_Task details_
Your task is to repeat the data exactly, every line of it.

(Region pointing data)
+ + + +
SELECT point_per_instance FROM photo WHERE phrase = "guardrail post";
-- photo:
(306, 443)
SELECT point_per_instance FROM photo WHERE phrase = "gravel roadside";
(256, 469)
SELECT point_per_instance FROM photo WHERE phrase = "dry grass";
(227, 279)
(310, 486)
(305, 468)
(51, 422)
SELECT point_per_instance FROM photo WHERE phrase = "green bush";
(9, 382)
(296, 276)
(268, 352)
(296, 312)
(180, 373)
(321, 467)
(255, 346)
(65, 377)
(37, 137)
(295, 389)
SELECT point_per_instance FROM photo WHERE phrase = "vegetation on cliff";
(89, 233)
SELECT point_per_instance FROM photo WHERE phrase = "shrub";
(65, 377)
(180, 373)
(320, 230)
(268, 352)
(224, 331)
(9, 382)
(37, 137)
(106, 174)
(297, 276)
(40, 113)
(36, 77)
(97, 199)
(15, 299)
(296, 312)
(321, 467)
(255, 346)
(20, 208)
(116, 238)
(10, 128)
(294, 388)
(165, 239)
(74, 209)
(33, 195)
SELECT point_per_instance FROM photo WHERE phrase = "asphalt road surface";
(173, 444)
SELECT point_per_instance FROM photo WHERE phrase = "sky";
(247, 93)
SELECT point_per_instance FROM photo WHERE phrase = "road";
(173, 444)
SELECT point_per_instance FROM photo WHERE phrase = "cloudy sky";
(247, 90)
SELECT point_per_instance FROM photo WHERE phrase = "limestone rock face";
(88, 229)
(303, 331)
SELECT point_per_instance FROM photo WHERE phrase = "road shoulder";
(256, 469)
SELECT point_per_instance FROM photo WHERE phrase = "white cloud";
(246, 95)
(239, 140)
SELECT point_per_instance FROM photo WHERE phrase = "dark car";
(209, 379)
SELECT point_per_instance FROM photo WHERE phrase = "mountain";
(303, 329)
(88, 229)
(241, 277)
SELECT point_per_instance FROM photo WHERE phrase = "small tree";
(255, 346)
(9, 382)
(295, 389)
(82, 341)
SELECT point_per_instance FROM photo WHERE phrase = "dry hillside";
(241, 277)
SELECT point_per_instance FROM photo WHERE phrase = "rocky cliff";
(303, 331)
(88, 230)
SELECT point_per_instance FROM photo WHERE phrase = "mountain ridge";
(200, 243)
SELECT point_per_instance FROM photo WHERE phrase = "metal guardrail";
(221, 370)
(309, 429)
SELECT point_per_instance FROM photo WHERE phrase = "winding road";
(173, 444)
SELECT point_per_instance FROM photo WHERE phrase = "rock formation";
+ + + +
_Your response_
SELECT point_per_instance FROM photo WHERE phrase = "guardrail post";
-- photo:
(306, 443)
SELECT point_per_instance FROM photo WHERE phrase = "gravel roadside";
(256, 469)
SELECT point_per_instance FROM photo WHERE phrase = "dry grass";
(227, 279)
(310, 486)
(305, 468)
(51, 422)
SELECT point_per_instance FROM photo WHERE phrase = "green bush";
(9, 382)
(296, 276)
(268, 352)
(296, 312)
(180, 373)
(321, 467)
(255, 346)
(65, 377)
(37, 137)
(295, 389)
SELECT point_per_instance FROM photo WHERE phrase = "vegetation on cliff";
(89, 233)
SELECT point_per_instance FROM photo WHERE phrase = "shrub";
(65, 377)
(180, 373)
(320, 230)
(268, 352)
(224, 331)
(9, 382)
(37, 137)
(106, 174)
(297, 276)
(40, 113)
(36, 77)
(97, 199)
(15, 299)
(296, 312)
(321, 467)
(255, 346)
(20, 208)
(116, 238)
(10, 128)
(294, 388)
(165, 239)
(74, 209)
(33, 195)
SELECT point_per_instance FROM photo WHERE phrase = "asphalt road surface";
(173, 444)
SELECT point_per_instance FROM photo WHERE phrase = "sky";
(247, 93)
SELECT point_per_instance FROM photo WHERE phrase = "road";
(173, 444)
SELECT point_per_instance FROM photo WHERE phrase = "cloudy sky";
(247, 90)
SELECT point_per_instance FROM photo WHERE phrase = "limestone rock face";
(88, 229)
(303, 331)
SELECT point_per_instance FROM photo WHERE phrase = "road shoulder";
(256, 469)
SELECT point_per_instance FROM photo WHERE phrase = "white cloud";
(246, 95)
(239, 140)
SELECT point_per_instance FROM photo WHERE phrase = "dark car";
(209, 379)
SELECT point_per_instance FROM photo WHERE phrase = "mountain";
(303, 329)
(88, 229)
(241, 277)
SELECT point_per_instance FROM photo WHERE phrase = "small tree";
(255, 346)
(9, 382)
(295, 389)
(82, 341)
SELECT point_per_instance FROM photo WHERE phrase = "dry hillside";
(241, 277)
SELECT point_per_instance FROM photo WHERE phrase = "rocky cliff";
(303, 331)
(88, 230)
SELECT point_per_instance FROM photo WHERE phrase = "mountain ridge";
(200, 243)
SELECT point_per_instance FROM photo WHERE phrase = "metal guardrail";
(221, 370)
(309, 429)
SELECT point_per_instance FROM photo WHERE phrase = "winding road";
(173, 444)
SELECT point_per_instance FROM photo WHERE phrase = "rock formation";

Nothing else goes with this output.